* _Consigne de travail_: Reproduisez le passage de l'article sur l'armée burundaise qui va de « Ainsi l’armée dont » jusqu'à « et de l'arbitraire. », en remplaçant « Constitution » par « Loi fondamentale ».
**** Extrait du document ****
Burundi, l’armée à la croisée des chemins!

 

 Burundi news, le 11/05/2015 

L’armée Burundaise est mise à l’épreuve par « l'injustice de la justice de son commandant suprême le President Nkurunziza » et de l'incurie du haut commandement incarné par le Général Pontien Gaciyubwenge. Jusque là , Nkurunziza réussit son coup sur la forme pour rallier à son troisième mandat toutes les institutions de la République érigées en outils de répression, l'histoire de crimes organisés.

Par Eric Manirakiza

Le respect du serment militaire ou de la loi tout court tel que déclarait récemment par le Ministre de la Défense et par son Chef d'Etat Major obéit à la méthode de crimes organisés, une plaie qui gangrène la gouvernance burundaise.  Selon wikipedia, le crime organisé est une structure humaine relativement stable de plusieurs personnes respectant les ordres d'un chef ou d'un comité de direction pour faire des profits illicites par des méthodes et dans des domaines prohibés.  Pour s'assurer de la bonne exécution de sa volonté, le Président Nkurunziza a tué le culte du mérite en mettant des boites aux lettres à la tête de différentes institutions. Il a surtout transformé l'administration publique, les institutions de la police et de la justice en outils de répression. Aujourd'hui, c'est le tour de l’armée jusque là  considérée comme la seule institution crédible et professionnelle.

Le Président Nkurunziza se sert de la « justice » pour imposer son « injustice » sur tout un peuple. Ici, le troisième mandat bénit par sa Cour Constitutionnelle répond à cette méthode de crimes organisés.  D'abord, étant le président du conseil des sages du CNDD-FDD (organe suprême du parti), il se désigne candidat, se fait investir par un congrès satellite, et veut nous faire croire que c'est la volonté des militants. Entretemps, les vrais militants qui s'opposent à cette candidature sont chassés du parti sans aucune autre forme de procès.  Ensuite, un groupe de sénateurs introduit une requête devant la Cour Constitutionnelle pour rendre juridiquement légal un mandat illégal. Le lendemain;  il  adresse un message à la Nation;  soi-disant pour prendre acte de la décision de la Cour Constitutionnelle; alors que tout le monde sait; après les dénonciations du Vice - président de cette dernière ; qu'elle a été dictée et imposée par force et sous menaces par le Président lui-même. Implicitement, cette loi dont l’armée est supposée respecter et protéger n'est autre que Nkurunziza lui même mais loin delà la Constitution du pays, encore moins l'esprit de l'Accord d'Arusha.

Ainsi l’armée dont certains membres du haut commandement n'ont plus besoin de cerveau pour vivre, devient l'instrument au service d'un individu avide du pouvoir au lieu de jouer son rôle de garant de la Constitution. François Bayart dans sa “politique du ventre” ou l'analyse du fonctionnement de l'Etat au Cameroun, a démontré que l'objectif  d’accès aux postes de décision pour les dirigeants s'expliquait par un mobile d'accaparement des richesses. La peur du lendemain, le fait du prince de droit de vie et de mort de notre President  comme le rappelait si bien Achille Mbembe, entraine un esprit fataliste et une passivité qui déresponsabilise les chefs pour qu'ils deviennent pleinement acteurs de la défense de notre Constitution, du refus du statu-quo et de l'arbitraire.
**** Données enregistrées ****
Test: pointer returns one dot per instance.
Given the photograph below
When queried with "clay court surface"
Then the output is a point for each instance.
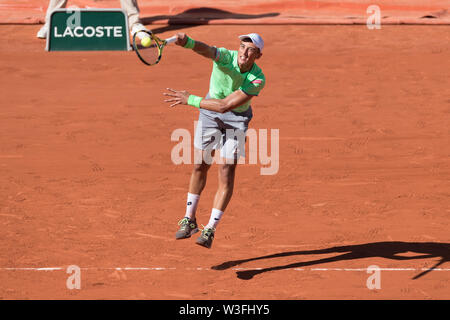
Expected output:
(87, 177)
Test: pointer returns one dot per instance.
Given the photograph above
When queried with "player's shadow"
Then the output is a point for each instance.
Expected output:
(200, 16)
(388, 250)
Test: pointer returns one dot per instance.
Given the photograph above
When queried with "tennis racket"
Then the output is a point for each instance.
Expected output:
(150, 54)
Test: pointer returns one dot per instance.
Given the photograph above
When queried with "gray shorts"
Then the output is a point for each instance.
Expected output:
(224, 131)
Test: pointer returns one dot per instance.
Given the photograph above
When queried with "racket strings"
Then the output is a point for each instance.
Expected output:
(149, 54)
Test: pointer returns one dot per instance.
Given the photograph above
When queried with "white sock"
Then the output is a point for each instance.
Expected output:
(191, 206)
(216, 214)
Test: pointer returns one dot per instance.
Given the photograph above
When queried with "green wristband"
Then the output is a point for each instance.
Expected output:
(190, 43)
(194, 101)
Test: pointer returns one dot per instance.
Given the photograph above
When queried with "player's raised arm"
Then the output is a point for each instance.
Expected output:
(199, 47)
(232, 101)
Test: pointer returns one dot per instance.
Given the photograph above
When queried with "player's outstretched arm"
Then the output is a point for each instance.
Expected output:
(232, 101)
(199, 47)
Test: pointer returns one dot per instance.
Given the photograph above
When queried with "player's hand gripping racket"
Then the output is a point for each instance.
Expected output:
(149, 47)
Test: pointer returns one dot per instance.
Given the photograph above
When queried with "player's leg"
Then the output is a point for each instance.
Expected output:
(132, 9)
(52, 5)
(232, 148)
(205, 142)
(188, 225)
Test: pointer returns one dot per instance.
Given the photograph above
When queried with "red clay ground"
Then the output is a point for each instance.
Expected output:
(87, 178)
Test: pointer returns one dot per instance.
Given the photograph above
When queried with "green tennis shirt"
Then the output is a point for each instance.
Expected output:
(226, 78)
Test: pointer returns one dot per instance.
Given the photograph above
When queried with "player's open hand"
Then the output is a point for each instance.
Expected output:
(181, 39)
(177, 97)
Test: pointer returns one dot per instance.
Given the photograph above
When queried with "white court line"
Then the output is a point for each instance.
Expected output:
(209, 269)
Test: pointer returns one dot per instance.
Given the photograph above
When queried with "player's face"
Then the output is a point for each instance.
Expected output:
(248, 53)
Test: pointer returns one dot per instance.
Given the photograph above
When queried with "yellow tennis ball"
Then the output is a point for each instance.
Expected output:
(146, 42)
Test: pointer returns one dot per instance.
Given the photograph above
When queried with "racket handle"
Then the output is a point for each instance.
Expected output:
(171, 40)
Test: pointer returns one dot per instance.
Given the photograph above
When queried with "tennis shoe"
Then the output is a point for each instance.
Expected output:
(206, 238)
(187, 228)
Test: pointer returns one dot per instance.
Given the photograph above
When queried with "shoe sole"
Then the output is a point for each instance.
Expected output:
(203, 244)
(194, 231)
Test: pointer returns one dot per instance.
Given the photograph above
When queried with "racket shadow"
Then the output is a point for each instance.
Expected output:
(388, 250)
(199, 16)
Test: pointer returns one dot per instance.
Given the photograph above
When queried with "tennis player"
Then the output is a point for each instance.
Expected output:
(224, 116)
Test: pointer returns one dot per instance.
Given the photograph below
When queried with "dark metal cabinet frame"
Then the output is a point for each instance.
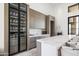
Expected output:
(19, 10)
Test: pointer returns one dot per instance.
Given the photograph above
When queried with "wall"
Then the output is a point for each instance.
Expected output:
(34, 18)
(1, 26)
(61, 17)
(44, 8)
(59, 10)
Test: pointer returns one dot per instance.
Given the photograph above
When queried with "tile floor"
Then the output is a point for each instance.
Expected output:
(32, 52)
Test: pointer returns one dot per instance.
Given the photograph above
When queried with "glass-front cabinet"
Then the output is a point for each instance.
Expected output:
(73, 25)
(17, 27)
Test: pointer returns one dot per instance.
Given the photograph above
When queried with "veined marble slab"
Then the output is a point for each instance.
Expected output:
(50, 46)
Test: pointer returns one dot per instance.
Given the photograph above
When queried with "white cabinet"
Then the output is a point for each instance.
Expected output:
(32, 40)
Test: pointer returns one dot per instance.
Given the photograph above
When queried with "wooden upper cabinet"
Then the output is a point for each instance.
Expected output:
(73, 8)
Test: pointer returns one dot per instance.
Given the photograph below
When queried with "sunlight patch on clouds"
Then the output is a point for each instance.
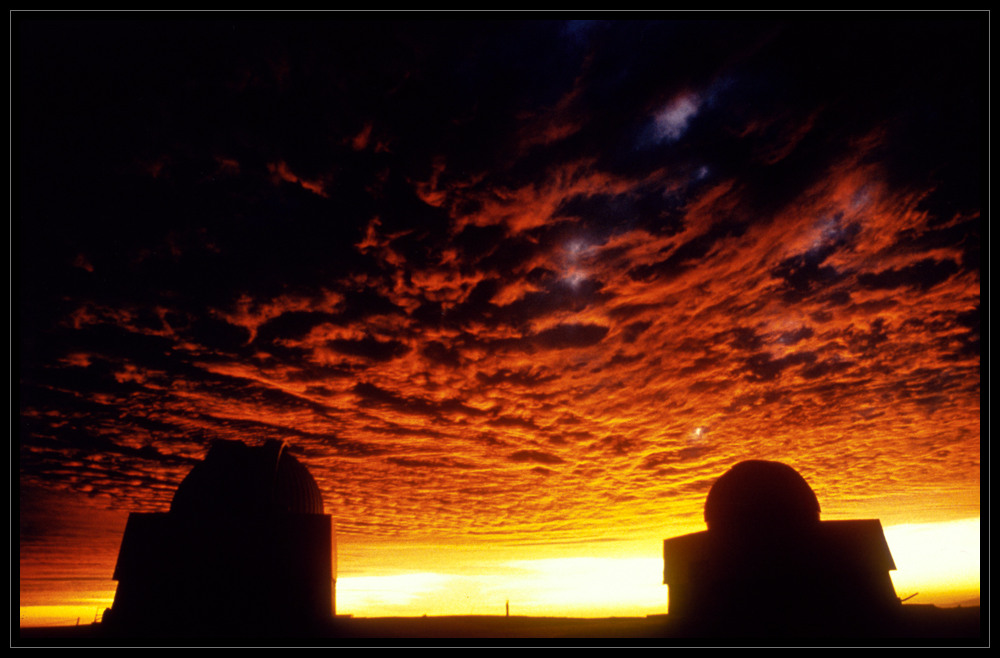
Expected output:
(672, 121)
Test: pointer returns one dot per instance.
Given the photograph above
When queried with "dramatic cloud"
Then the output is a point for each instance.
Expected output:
(531, 280)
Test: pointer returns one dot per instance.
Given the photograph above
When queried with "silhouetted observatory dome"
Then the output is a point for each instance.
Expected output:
(755, 494)
(237, 479)
(245, 549)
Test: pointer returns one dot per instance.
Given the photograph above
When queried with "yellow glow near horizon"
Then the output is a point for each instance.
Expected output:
(940, 562)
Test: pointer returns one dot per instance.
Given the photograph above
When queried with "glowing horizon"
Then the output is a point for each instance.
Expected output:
(512, 291)
(937, 563)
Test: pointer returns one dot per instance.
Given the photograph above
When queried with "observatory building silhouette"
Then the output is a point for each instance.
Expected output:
(245, 547)
(767, 565)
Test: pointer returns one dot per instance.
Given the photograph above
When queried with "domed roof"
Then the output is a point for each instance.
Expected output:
(237, 479)
(755, 494)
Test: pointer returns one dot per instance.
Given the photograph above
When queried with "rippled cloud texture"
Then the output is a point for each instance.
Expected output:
(503, 281)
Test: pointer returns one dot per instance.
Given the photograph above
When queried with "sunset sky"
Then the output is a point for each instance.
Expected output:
(516, 291)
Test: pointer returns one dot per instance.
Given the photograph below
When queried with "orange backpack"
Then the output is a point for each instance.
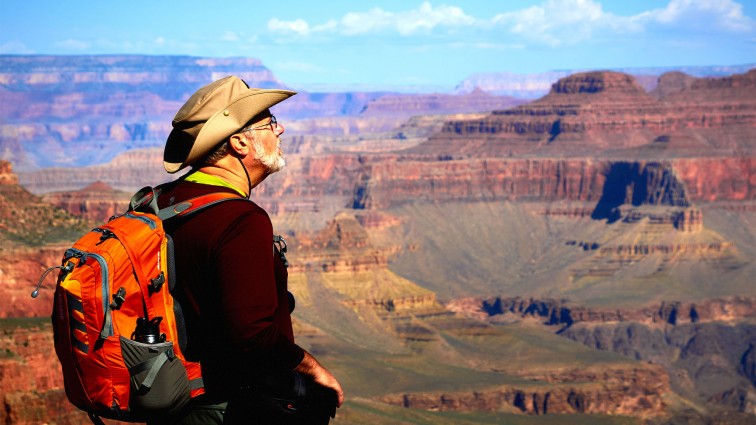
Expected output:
(115, 324)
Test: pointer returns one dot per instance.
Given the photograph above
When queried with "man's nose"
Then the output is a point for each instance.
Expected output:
(279, 129)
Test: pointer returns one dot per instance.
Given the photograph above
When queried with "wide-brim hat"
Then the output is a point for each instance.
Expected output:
(212, 115)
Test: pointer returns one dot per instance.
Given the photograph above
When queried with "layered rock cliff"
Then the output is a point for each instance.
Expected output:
(637, 392)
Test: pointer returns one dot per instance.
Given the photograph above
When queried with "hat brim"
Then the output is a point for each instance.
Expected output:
(181, 152)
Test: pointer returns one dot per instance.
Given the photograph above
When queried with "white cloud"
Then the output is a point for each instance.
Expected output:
(299, 26)
(722, 15)
(560, 22)
(557, 22)
(425, 18)
(298, 67)
(71, 44)
(230, 36)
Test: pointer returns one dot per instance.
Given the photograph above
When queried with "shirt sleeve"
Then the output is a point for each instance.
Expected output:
(248, 292)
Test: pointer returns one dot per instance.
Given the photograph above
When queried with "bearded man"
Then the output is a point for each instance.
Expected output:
(231, 277)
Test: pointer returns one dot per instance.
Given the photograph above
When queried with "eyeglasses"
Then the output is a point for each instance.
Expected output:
(272, 125)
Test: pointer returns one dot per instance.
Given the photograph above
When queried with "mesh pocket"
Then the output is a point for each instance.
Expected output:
(159, 384)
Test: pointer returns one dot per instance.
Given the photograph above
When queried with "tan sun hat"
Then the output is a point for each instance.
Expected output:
(211, 115)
****
* _Réponse à l'exercice_:
Ainsi l’armée dont certains membres du haut commandement n'ont plus besoin de cerveau pour vivre, devient l'instrument au service d'un individu avide du pouvoir au lieu de jouer son rôle de garant de la Loi fondamentale. François Bayart dans sa “politique du ventre” ou l'analyse du fonctionnement de l'Etat au Cameroun, a démontré que l'objectif  d’accès aux postes de décision pour les dirigeants s'expliquait par un mobile d'accaparement des richesses. La peur du lendemain, le fait du prince de droit de vie et de mort de notre President  comme le rappelait si bien Achille Mbembe, entraine un esprit fataliste et une passivité qui déresponsabilise les chefs pour qu'ils deviennent pleinement acteurs de la défense de notre Loi fondamentale, du refus du statu-quo et de l'arbitraire.